# OBJECTIVE
The data must be returned in full and exactly as given.

# RECORDS SUPPLIED

+===+

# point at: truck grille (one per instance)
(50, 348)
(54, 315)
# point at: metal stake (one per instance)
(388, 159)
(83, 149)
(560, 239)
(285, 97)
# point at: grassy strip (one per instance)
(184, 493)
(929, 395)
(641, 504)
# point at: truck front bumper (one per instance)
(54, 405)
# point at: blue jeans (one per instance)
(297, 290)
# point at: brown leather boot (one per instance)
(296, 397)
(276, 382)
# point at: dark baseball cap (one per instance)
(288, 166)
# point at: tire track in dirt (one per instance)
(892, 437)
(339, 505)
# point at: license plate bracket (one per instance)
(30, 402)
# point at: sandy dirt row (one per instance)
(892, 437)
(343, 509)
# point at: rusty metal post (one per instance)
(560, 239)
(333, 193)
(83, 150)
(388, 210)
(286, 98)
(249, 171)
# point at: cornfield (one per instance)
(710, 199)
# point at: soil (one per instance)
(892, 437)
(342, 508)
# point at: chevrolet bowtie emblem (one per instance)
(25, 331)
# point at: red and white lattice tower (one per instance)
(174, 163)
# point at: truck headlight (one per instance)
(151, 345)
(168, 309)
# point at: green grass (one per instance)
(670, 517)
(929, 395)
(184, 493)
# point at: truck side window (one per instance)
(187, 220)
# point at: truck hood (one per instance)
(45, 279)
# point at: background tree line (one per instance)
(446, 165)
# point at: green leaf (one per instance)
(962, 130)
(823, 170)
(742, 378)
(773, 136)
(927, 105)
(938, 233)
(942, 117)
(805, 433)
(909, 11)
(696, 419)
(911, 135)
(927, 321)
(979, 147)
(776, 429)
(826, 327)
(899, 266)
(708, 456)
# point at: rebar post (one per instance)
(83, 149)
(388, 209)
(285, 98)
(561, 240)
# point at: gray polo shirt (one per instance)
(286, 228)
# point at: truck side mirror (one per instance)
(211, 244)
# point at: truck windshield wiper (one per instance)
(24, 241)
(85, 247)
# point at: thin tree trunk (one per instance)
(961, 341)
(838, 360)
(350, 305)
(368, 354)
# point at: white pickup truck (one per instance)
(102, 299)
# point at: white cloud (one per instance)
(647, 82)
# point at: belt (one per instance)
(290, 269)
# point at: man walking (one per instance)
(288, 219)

+===+

# EXERCISE ANSWER
# point at: truck grille (one per instance)
(50, 348)
(54, 315)
# point at: metal stake (one per instance)
(388, 159)
(83, 149)
(560, 239)
(285, 97)
# point at: grassy strip (one per instance)
(184, 493)
(929, 395)
(641, 504)
# point at: truck front bumper (one per instance)
(54, 405)
# point at: blue jeans (one per instance)
(297, 290)
# point at: brown leather boot (one per instance)
(296, 397)
(276, 382)
# point at: dark baseball cap (one per instance)
(288, 166)
# point at: tire track in dirt (one per instance)
(892, 437)
(339, 505)
# point at: license plate bracket (one per instance)
(30, 402)
# point at: sandy dirt row (one per instance)
(892, 437)
(343, 509)
# point at: rusty metal post (one per instance)
(560, 239)
(333, 193)
(83, 150)
(388, 210)
(286, 98)
(249, 171)
# point at: cornfield (one per instance)
(710, 199)
# point at: soil (one per instance)
(892, 437)
(342, 508)
# point at: chevrolet bowtie emblem (one per instance)
(25, 331)
# point at: red and white lattice tower (one per instance)
(174, 163)
# point at: truck headlight (one per instance)
(151, 345)
(168, 309)
# point at: green grass (one per instance)
(670, 517)
(929, 395)
(184, 493)
# point at: truck side window (one per instance)
(187, 220)
# point at: truck hood (one per instance)
(45, 279)
# point at: background tree line (one per instance)
(446, 165)
# point at: green leaf (one per instance)
(962, 130)
(823, 170)
(742, 378)
(773, 136)
(927, 105)
(938, 233)
(942, 117)
(805, 433)
(909, 11)
(696, 419)
(911, 135)
(927, 321)
(979, 147)
(776, 429)
(826, 327)
(899, 266)
(708, 456)
# point at: rebar post (one per instance)
(83, 149)
(388, 209)
(285, 98)
(561, 240)
# point at: gray polo shirt (one per instance)
(286, 228)
# point at: truck side mirror (one per instance)
(211, 244)
# point at: truck windshield wiper (one per instance)
(24, 241)
(85, 247)
# point at: thin tree trunk (one per instance)
(961, 341)
(838, 360)
(350, 305)
(368, 354)
# point at: white pickup truck (one per instance)
(102, 299)
# point at: white cloud (one per instance)
(647, 82)
# point at: belt (one per instance)
(290, 269)
# point at: man walking (one per instance)
(288, 219)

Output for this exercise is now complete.